(Collected data entries)
══════════
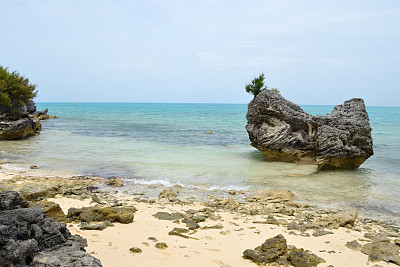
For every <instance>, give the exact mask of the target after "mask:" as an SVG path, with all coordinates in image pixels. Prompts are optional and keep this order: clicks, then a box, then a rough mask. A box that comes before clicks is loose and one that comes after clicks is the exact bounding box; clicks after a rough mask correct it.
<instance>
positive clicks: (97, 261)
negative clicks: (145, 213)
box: [0, 191, 102, 267]
mask: <svg viewBox="0 0 400 267" xmlns="http://www.w3.org/2000/svg"><path fill="white" fill-rule="evenodd" d="M86 245H87V242H86V239H84V238H82V237H80V236H77V235H71V233H70V232H69V231H68V229H67V228H66V225H65V224H62V223H58V222H55V221H54V220H53V219H52V218H46V216H45V213H44V211H43V210H41V209H38V208H28V203H27V202H26V201H25V200H23V199H22V198H21V197H20V196H19V194H18V193H17V192H15V191H4V192H2V193H0V266H43V267H46V266H49V267H50V266H93V267H95V266H102V265H101V263H100V261H99V260H98V259H96V258H94V257H92V256H91V255H89V254H88V253H86V252H85V249H84V247H85V246H86Z"/></svg>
══════════
* [PROBLEM TO WORK ON]:
Whenever "clicks" occurs in a line of the entries, copy that line.

* [RESULT OF THIS TASK]:
For every <instance>, give the exact mask of the target after "mask:" as an SVG path, with all coordinates in image pixels. Prompts are optional and keep this order: clicks, then a box, then a rough mask. A box that comes before clicks is loose and one that comes after clicks is the exact bounding box; clicks after a rough mask correct it.
positive clicks: (97, 261)
negative clicks: (145, 213)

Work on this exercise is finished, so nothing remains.